▶ [Try it]:
Convert the listing below, from its start through the line containing "positive clicks: (723, 444)", into a Markdown table with a Row column for the row number and a Line column for the line itself, leaving out blank lines. Leave the pictures out of the table.

Stored records:
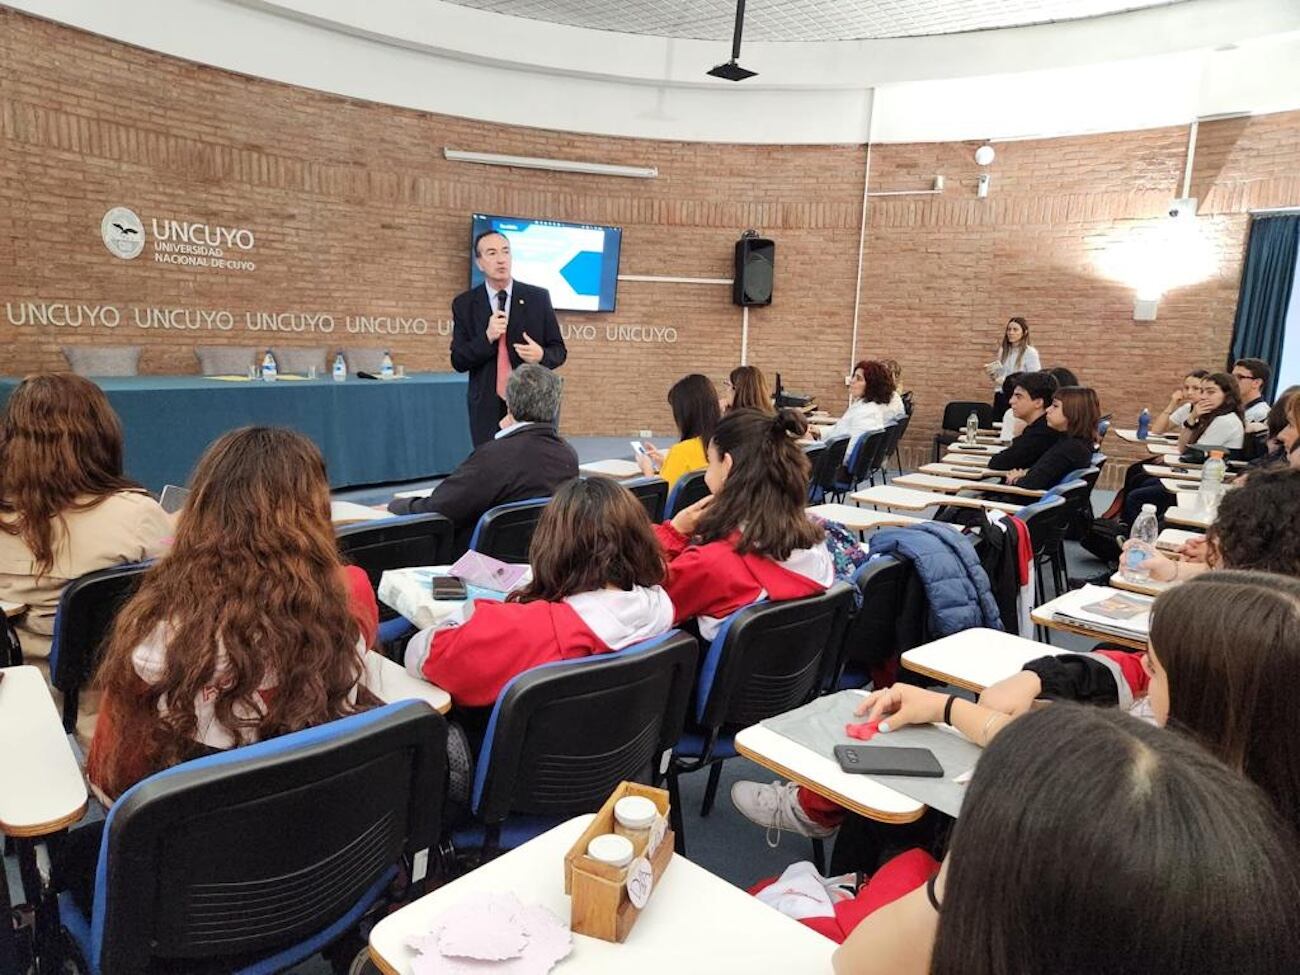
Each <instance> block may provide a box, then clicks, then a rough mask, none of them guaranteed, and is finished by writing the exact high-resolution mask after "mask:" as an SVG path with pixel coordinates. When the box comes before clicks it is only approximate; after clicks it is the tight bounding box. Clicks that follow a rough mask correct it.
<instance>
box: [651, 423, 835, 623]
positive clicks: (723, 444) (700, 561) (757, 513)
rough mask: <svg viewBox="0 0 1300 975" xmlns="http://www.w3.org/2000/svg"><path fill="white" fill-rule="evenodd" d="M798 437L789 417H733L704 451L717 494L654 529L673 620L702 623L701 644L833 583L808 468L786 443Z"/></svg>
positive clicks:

▶ [Result of the exercise]:
| Row | Line |
|---|---|
| 1 | Each <instance> block may provide a box, then clicks, then a rough mask, none of them guaranteed, and is finished by writing the exact high-resolution mask after "mask:" as an SVG path with pixel coordinates. When the box comes before clicks it is only approximate; after clicks it is the tight bounding box. Clicks that follow a rough mask correct it. |
| 2 | <instance> |
| 3 | box: [651, 423, 835, 623] |
| 4 | positive clicks: (723, 444) (700, 561) (757, 513) |